§ **Exercise prompt**
Out of the records below, copy all lines in which the word "gray" occurs.
Top of Source material
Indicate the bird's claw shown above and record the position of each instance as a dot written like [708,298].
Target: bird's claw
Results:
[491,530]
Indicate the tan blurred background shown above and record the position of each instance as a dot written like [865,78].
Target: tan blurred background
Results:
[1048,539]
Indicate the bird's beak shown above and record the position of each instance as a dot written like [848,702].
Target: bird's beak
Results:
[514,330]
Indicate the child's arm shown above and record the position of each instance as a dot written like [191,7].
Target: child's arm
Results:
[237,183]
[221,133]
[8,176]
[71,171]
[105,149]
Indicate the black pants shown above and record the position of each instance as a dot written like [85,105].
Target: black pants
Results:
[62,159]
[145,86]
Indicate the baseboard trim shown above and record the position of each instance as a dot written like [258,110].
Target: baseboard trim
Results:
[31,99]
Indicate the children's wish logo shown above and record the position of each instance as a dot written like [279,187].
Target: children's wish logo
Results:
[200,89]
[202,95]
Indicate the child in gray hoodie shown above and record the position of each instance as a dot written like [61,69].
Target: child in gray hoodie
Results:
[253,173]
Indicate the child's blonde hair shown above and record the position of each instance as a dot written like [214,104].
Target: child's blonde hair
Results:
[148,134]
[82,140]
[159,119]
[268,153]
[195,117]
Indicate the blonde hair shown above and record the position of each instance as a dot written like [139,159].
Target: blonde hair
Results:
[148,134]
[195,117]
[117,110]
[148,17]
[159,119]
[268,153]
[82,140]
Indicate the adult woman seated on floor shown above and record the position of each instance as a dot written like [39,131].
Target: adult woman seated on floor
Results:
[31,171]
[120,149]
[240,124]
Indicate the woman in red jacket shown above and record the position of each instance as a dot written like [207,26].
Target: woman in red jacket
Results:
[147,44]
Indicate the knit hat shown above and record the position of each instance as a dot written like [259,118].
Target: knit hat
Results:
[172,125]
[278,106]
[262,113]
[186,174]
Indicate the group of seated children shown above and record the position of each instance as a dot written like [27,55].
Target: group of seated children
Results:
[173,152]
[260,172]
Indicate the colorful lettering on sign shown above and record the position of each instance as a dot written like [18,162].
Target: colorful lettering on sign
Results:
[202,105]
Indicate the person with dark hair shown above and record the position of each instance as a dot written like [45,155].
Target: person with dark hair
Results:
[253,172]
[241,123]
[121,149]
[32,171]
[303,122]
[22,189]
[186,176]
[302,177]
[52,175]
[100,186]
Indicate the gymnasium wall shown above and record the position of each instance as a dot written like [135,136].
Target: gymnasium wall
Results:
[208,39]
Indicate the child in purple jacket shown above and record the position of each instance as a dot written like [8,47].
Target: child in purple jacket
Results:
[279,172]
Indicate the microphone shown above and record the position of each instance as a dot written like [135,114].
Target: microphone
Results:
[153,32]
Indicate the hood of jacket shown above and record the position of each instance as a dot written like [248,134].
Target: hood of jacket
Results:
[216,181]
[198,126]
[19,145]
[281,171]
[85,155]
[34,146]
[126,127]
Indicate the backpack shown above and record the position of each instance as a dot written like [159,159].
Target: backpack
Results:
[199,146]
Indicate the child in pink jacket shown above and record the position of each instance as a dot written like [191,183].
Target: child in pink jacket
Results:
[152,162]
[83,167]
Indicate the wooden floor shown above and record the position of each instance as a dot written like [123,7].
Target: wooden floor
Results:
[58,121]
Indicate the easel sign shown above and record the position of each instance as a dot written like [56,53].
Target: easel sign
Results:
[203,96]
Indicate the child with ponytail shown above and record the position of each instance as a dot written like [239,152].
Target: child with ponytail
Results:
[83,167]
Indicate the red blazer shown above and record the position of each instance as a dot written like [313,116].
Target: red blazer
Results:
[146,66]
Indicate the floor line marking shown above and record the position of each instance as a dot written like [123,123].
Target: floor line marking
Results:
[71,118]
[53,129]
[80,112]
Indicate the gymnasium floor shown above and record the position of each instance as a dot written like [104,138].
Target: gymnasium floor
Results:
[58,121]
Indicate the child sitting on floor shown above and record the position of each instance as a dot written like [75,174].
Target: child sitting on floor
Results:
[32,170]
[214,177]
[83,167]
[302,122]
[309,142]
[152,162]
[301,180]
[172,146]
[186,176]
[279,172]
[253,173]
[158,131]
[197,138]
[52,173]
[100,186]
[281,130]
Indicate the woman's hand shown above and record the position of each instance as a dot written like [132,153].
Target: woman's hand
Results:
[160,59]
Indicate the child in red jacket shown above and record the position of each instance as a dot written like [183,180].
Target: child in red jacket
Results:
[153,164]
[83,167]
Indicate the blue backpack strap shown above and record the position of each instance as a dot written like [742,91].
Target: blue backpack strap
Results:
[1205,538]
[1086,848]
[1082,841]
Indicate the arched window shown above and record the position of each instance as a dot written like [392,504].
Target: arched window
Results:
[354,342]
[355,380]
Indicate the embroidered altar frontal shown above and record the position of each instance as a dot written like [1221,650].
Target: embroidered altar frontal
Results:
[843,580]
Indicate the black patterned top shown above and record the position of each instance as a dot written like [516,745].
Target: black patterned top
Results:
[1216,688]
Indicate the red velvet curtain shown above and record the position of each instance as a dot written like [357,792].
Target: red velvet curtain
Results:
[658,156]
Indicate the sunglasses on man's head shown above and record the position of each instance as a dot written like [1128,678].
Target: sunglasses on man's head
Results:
Bottom of Source material
§ **Solution to the problem**
Indicate the child in gray hoodie shown above and record the position of each instance as a dot written like [61,69].
Target: child in gray hoodie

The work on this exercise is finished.